Required action:
Using the records below, filter for lines that contain the string "pillar" and copy them out.

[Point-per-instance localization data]
=-=-=

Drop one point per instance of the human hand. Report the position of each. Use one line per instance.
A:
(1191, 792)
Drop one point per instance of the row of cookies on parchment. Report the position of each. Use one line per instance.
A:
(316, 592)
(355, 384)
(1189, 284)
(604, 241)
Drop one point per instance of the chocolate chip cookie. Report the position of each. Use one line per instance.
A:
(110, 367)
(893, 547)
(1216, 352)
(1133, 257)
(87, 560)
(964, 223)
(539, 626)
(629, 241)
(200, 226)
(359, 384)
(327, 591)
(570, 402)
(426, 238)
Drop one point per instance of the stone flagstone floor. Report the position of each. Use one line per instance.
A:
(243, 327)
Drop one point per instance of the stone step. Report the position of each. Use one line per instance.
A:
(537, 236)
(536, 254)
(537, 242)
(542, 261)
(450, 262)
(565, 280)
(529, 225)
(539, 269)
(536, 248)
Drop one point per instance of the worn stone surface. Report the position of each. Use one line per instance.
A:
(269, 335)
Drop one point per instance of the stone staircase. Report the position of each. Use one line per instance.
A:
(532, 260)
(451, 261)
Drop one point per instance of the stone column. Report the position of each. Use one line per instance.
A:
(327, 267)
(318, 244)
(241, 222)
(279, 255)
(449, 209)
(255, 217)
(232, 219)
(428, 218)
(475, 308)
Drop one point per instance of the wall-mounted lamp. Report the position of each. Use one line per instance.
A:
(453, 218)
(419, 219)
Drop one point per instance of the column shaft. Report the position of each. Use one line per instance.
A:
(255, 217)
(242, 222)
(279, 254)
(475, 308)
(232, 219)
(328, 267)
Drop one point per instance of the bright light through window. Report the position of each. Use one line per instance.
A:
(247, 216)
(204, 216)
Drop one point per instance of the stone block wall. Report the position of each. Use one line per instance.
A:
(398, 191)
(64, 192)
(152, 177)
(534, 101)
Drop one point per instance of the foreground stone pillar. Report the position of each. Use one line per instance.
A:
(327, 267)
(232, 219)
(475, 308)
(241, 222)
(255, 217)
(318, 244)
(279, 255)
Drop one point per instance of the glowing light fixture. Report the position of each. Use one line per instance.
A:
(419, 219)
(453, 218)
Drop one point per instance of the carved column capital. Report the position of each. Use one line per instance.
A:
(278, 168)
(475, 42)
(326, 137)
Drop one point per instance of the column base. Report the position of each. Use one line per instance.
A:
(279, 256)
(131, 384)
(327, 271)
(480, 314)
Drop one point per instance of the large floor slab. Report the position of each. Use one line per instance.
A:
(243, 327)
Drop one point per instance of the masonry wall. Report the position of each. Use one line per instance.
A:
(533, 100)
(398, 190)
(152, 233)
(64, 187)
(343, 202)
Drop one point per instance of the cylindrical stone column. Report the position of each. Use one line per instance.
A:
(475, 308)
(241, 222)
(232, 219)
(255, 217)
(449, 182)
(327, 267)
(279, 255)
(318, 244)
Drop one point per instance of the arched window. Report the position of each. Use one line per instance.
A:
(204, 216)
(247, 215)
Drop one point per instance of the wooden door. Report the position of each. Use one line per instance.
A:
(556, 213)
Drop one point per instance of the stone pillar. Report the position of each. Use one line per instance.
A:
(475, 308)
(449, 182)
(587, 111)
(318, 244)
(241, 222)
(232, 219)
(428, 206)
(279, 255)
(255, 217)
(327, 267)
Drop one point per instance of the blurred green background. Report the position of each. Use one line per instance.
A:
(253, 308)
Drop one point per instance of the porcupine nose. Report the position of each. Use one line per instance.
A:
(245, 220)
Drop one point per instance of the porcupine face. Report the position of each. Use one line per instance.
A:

=-=-=

Task response:
Drop one point per instance of the foreground stone pillar. Report the position of each. Use one line per instance.
Drop one point per instance of the stone pillar. Report the position of each. Use one line per instance.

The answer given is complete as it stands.